(Entries from a pointing dataset)

○ ○ ○ ○ ○

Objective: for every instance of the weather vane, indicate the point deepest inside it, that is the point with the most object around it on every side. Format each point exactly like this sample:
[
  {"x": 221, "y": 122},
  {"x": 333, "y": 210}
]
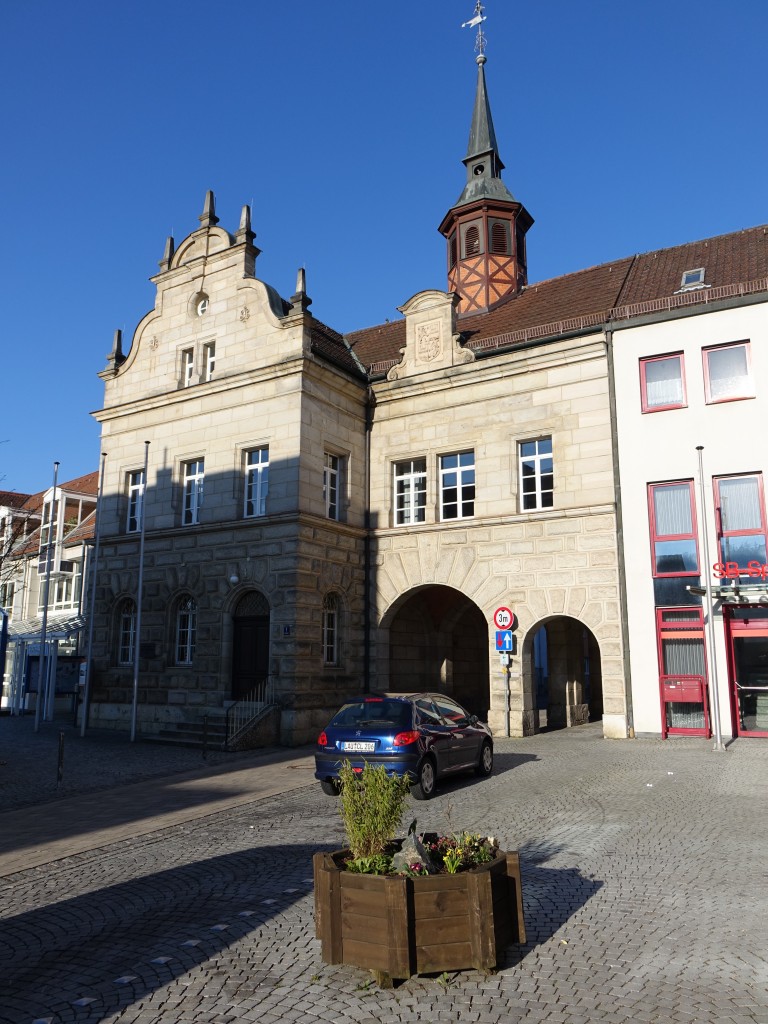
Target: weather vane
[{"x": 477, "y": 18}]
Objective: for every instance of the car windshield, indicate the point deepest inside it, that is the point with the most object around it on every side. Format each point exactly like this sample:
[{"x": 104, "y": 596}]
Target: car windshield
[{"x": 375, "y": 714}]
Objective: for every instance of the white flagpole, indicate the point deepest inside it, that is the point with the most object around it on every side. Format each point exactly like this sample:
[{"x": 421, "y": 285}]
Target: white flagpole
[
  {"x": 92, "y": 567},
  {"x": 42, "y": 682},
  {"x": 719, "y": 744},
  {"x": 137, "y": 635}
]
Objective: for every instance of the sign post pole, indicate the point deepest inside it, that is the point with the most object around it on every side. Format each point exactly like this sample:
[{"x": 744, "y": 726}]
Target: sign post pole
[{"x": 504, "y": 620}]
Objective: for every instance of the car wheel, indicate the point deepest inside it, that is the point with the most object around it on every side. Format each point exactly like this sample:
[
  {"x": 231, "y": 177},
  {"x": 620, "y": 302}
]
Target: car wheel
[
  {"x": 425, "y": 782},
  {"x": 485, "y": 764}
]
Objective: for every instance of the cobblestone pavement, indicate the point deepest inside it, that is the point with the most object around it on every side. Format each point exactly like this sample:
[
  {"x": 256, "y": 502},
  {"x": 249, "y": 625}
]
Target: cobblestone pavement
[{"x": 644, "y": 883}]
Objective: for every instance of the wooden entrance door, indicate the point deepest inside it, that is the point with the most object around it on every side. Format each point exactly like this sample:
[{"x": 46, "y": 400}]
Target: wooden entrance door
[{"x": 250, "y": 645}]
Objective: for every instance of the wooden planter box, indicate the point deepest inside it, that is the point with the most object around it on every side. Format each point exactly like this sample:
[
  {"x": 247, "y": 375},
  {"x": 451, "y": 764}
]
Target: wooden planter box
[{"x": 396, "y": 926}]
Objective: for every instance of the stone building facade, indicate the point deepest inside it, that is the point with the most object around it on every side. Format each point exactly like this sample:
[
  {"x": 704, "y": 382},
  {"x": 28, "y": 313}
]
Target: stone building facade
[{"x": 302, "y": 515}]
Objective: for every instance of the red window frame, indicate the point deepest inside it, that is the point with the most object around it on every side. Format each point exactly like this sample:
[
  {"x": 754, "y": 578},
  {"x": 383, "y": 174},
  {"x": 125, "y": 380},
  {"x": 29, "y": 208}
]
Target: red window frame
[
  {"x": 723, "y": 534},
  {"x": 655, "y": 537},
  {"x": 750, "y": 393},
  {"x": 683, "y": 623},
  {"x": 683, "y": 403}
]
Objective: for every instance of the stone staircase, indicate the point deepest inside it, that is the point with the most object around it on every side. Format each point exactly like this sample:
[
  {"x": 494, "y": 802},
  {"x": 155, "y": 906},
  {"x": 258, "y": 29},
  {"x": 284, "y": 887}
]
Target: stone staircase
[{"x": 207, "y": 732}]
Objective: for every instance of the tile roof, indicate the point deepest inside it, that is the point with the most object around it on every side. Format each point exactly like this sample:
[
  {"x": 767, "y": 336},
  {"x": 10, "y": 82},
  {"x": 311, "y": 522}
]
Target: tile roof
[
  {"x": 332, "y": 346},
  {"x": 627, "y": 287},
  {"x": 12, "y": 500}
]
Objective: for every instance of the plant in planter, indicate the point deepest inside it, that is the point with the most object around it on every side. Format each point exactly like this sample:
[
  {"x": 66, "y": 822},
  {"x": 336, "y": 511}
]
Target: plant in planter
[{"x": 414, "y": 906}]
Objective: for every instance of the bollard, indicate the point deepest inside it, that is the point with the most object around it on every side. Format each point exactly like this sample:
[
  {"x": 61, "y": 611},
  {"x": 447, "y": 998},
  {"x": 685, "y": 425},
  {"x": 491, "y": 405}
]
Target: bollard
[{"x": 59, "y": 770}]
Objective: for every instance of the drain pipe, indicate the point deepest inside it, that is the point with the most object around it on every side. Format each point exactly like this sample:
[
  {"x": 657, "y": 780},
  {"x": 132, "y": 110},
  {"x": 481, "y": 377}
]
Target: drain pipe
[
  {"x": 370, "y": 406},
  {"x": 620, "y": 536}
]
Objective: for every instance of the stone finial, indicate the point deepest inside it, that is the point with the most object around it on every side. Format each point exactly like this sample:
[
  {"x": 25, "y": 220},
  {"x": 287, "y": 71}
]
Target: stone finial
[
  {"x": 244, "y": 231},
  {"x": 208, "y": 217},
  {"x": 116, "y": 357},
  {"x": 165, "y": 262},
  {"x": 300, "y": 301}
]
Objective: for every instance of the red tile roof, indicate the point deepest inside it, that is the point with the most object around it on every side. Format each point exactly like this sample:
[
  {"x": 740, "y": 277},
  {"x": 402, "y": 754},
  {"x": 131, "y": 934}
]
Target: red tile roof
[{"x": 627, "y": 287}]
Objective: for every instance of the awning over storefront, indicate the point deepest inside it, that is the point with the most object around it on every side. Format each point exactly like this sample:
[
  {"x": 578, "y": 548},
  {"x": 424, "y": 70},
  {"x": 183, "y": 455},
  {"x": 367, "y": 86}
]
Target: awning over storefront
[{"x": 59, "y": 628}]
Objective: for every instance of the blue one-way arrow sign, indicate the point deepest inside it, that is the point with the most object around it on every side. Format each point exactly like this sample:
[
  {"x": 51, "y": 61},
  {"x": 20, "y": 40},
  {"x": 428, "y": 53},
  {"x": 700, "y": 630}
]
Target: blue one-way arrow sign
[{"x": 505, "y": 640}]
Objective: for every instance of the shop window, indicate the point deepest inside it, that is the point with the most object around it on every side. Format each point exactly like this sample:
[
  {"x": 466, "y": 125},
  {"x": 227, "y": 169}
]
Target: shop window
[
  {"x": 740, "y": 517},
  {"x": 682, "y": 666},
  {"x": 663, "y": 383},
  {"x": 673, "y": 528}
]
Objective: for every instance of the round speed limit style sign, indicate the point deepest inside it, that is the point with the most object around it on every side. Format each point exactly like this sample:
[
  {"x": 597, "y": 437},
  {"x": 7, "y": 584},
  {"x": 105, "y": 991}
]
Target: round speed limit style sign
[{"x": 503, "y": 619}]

○ ○ ○ ○ ○

*REQUEST*:
Each line from the one with "Objective: for every instance of the shop" through the last line of the records must be written out word for word. Include nothing else.

*RESULT*:
Objective: for every instance of the shop window, indicate the point deepest inside it, that is the point with the most object around it on every side. Format each point exactly like this sample:
[
  {"x": 466, "y": 125},
  {"x": 227, "y": 169}
]
Target: shop window
[
  {"x": 740, "y": 517},
  {"x": 682, "y": 666},
  {"x": 663, "y": 383},
  {"x": 673, "y": 528}
]
Objective: for every instance of the round speed limit style sign, indicate the point deepest inside it, that is the point with the most object around it on every side. Format each point exactly like this sample:
[
  {"x": 597, "y": 437},
  {"x": 7, "y": 584},
  {"x": 105, "y": 991}
]
Target: round speed limit style sign
[{"x": 503, "y": 619}]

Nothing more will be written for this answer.